### Vorgelegter Textauszug

Das Erstgericht gab dem Klagebegehren statt.
In rechtlicher Hinsicht führte das Erstgericht aus, die beklagte Partei sei schuldig, dem Kläger die Regale laut Faktura zu bezahlen. Der Kläger habe den vereinbarten Betrag abzüglich des für die Montage im Stützmauerraum vorgesehenen Betrages berechnet. Der Schaden sei durch die von den Leuten der Architekten der beklagten Partei unsachgemäß vorgenommene Montage und nicht etwa durch eine Säumnis des Klägers verursacht worden.
Das Berufungsgericht bestätigte das Urteil des Erstgerichtes. Zum Schadenersatzgegenanspruch führte das Berufungsgericht aus, daß dieser nicht einmal schlüssig begrundet sei. Für den durch die unsachgemäße Montage seitens der Leute der beklagten Partei angerichteten Schaden habe der Kläger nicht einzustehen.
Der Oberste Gerichtshof gab der Revision der beklagten Partei nicht Folge.
Rechtliche Beurteilung
Aus den Entscheidungsgründen:
In der Rechtsrüge führt die beklagte Partei aus, selbst wenn sie am Zusammenbruch der Regale infolge unsachgemäßen Zusammenbaues ein Verschulden träfe, bestehe ein Mitverschulden des Klägers darin, daß er die unsachgemäße Arbeit der beklagten Partei nicht behoben und die Regale somit nicht in Ordnung zusammengebaut habe. Deshalb sei die beklagte Partei nicht verpflichtet, dem Kläger die Regale zu bezahlen. Im Gegenteil sei der Kläger verpflichtet, der beklagten Partei den gemäß § 273 ZPO. zu bestimmenden Schaden zu ersetzen.

### Extrahierte Einträge
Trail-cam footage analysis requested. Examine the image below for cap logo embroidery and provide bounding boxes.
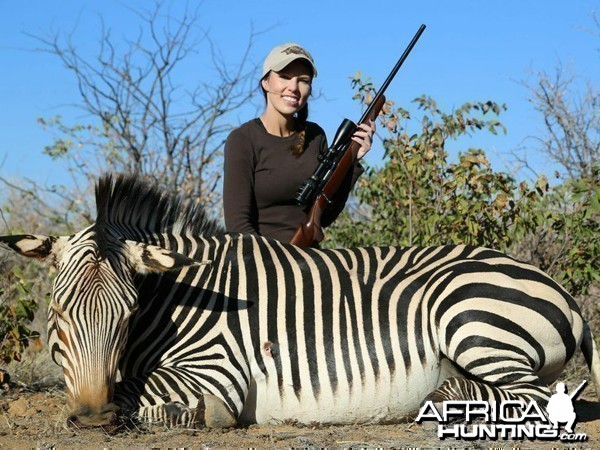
[281,45,312,61]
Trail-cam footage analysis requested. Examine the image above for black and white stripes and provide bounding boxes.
[2,173,600,425]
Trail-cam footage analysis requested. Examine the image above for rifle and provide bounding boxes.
[290,25,425,247]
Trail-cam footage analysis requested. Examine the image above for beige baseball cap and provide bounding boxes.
[261,43,317,78]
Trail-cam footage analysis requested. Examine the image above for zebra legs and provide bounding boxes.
[137,394,237,428]
[425,377,550,405]
[115,374,237,428]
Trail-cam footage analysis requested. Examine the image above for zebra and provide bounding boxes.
[0,174,600,427]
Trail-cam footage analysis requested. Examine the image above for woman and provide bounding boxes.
[223,44,375,242]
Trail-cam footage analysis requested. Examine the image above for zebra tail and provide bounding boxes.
[581,320,600,400]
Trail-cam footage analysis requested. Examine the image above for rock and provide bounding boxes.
[7,397,37,416]
[8,397,29,416]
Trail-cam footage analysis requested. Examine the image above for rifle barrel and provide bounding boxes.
[358,24,425,123]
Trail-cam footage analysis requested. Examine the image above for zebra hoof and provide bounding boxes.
[67,403,119,428]
[203,394,237,428]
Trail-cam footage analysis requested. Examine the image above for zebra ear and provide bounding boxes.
[125,241,212,273]
[0,234,59,259]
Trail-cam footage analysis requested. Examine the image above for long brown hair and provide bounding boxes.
[258,64,312,156]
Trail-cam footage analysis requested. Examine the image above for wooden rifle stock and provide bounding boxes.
[290,25,425,247]
[290,95,385,247]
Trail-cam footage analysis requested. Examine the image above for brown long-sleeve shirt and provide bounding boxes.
[223,119,363,242]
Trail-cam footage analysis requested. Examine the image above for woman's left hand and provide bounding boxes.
[352,120,375,159]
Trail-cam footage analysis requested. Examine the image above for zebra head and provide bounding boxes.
[0,175,222,425]
[0,226,199,426]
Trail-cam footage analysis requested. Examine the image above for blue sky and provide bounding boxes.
[0,0,600,191]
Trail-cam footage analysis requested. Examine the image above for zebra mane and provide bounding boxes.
[96,174,225,246]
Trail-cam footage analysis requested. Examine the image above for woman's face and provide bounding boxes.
[262,60,312,116]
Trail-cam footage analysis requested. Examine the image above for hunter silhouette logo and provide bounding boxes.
[415,381,588,442]
[546,380,587,433]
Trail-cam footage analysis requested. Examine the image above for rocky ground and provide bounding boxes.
[0,388,600,449]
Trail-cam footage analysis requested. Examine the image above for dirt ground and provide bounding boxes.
[0,388,600,449]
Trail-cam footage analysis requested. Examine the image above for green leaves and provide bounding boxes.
[330,74,521,248]
[0,268,40,364]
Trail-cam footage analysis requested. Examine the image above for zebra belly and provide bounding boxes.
[246,359,443,424]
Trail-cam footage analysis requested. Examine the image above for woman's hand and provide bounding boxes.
[352,120,375,159]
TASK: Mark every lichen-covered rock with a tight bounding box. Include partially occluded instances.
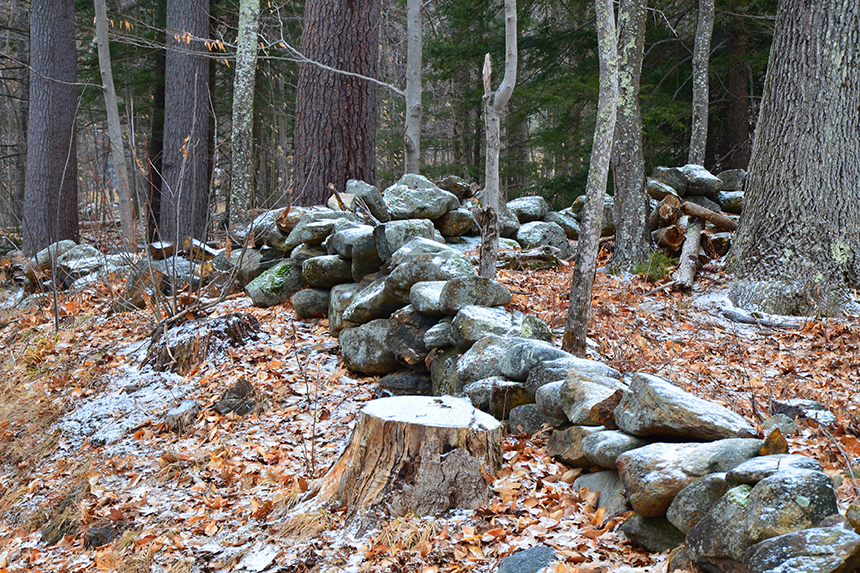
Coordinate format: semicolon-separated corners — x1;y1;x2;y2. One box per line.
439;275;511;315
385;250;477;304
302;255;352;288
463;376;534;420
516;221;570;259
507;195;549;225
666;472;732;534
434;207;475;237
346;179;391;223
338;319;401;376
245;260;307;307
615;372;757;440
290;288;330;318
617;438;762;517
382;183;460;220
582;430;648;469
328;283;358;338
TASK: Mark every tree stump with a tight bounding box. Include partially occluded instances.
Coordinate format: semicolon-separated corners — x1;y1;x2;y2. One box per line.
311;396;502;517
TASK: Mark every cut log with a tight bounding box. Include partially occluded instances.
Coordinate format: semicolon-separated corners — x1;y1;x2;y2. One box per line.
648;195;681;231
651;225;684;254
681;201;738;232
672;217;705;290
302;396;502;518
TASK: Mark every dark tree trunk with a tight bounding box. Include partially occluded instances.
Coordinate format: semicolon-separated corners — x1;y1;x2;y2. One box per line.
610;0;651;271
292;0;379;205
23;0;78;254
730;0;860;315
159;0;210;242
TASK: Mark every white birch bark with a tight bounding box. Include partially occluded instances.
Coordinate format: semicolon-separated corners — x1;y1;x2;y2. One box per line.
229;0;260;225
95;0;137;252
562;0;618;356
403;0;424;173
687;0;714;165
478;0;517;279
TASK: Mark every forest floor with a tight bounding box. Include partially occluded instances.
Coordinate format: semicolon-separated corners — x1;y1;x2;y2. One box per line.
0;249;860;573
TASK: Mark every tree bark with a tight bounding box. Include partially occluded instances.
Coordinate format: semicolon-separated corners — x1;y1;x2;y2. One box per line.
95;0;137;252
228;0;260;225
478;0;517;279
610;0;651;271
23;0;78;254
687;0;714;165
729;0;860;315
403;0;424;177
300;396;502;517
159;0;210;244
292;0;380;206
561;0;618;356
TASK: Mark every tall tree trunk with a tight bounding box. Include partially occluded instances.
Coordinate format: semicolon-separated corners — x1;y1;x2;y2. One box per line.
611;0;651;271
687;0;714;165
478;0;517;279
228;0;260;225
159;0;210;242
403;0;424;173
95;0;137;252
730;0;860;315
292;0;379;205
561;0;618;356
23;0;78;254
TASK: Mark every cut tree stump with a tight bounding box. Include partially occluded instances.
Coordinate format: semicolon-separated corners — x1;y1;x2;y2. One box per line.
302;396;502;518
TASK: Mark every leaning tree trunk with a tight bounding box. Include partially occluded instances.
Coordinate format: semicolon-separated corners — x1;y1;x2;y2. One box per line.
729;0;860;315
95;0;137;252
610;0;651;271
23;0;78;254
227;0;260;225
292;0;380;206
160;0;210;243
300;396;502;517
403;0;423;173
688;0;714;165
478;0;517;279
562;0;618;356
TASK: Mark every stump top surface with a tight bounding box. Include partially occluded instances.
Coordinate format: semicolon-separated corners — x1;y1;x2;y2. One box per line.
361;396;501;431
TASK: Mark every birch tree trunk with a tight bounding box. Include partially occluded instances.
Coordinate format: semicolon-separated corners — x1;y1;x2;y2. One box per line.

### Arbeitsauftrag 1
Zitieren Sie aus dem Urteilstext zum Streit um die Regale wörtlich die Passage von „Das Berufungsgericht bestätigte“ bis „Partei nicht Folge.“.
### Arbeitsauftrag 2
Entscheiden Sie für jede der folgenden Aussagen, ob sie mit dem Urteilstext zum Streit um die Regale übereinstimmt, und antworten Sie jeweils mit Ja oder Nein samt den ausschlaggebenden Worten des Texts als wörtlichem Zitat: (a) Das Berufungsgericht bestätigte das Urteil des Erstgerichtes. (b) Der Oberste Gerichtshof gab der Revision der beklagten Partei Folge. (c) Nach Auffassung des Erstgerichts wurde der Schaden durch eine Säumnis des Klägers verursacht.
### Arbeitsauftrag 3
Führen Sie den Urteilstext zum Streit um die Regale im Anschluss an seinen letzten Satz weiter.

### Ergebnis der Aufgabe 1
Das Berufungsgericht bestätigte das Urteil des Erstgerichtes. Zum Schadenersatzgegenanspruch führte das Berufungsgericht aus, daß dieser nicht einmal schlüssig begrundet sei. Für den durch die unsachgemäße Montage seitens der Leute der beklagten Partei angerichteten Schaden habe der Kläger nicht einzustehen.
Der Oberste Gerichtshof gab der Revision der beklagten Partei nicht Folge.

### Ergebnis der Aufgabe 2
(a) Ja – „Das Berufungsgericht bestätigte das Urteil des Erstgerichtes.“
(b) Nein – „Der Oberste Gerichtshof gab der Revision der beklagten Partei nicht Folge.“
(c) Nein – „Der Schaden sei durch die von den Leuten der Architekten der beklagten Partei unsachgemäß vorgenommene Montage und nicht etwa durch eine Säumnis des Klägers verursacht worden.“

### Ergebnis der Aufgabe 3
Dabei geht die beklagte Partei nicht von dem festgestellten, sondern von einem vorausgesetzten Sachverhalt aus. Die beklagte Partei hat in erster Instanz nicht behauptet, daß der Kläger den eingetretenen Schaden dadurch verschuldet hätte, daß er mit der Aufstellung der von ihm gelieferten Regale in Verzug geraten sei, und es ist nicht festgestellt, daß der Kläger trotz Aufforderung die Montage nicht durchgeführt hätte. Die beklagte Partei ließ die Montage der vom Kläger beigestellten Regale von ihren eigenen Leuten durchführen, ohne daß der Kläger durch eine Nachlässigkeit in der Erfüllung des ihm erteilten Auftrages auf Lieferung und Montage dazu eine Veranlassung gegeben hätte. Hätte der Kläger den erteilten Auftrag von sich aus nicht vollendet, wäre die beklagte Partei als der Besteller bei einem Werkvertrag nicht verpflichtet, das Entgelt zu entrichten (§ 1170 ABGB.). Wurde aber das dem Unternehmer aufgetragene Werk, ohne daß eine Säumnis des Unternehmers hiezu Veranlassung gegeben hätte, vom Besteller selbst gegen einen unbestritten angemessenen Abzug vom Unternehmerlohn fertiggestellt, muß nach redlicher Verkehrsübung als vereinbart angesehen werden, daß bezüglich der Fertigstellung der Werkvertrag einvernehmlich aufgehoben, daher der Unternehmer auch aus der Haftung für Mängel dieser Fertigstellung entlassen wurde.
Der Revision war der Erfolg daher zu versagen.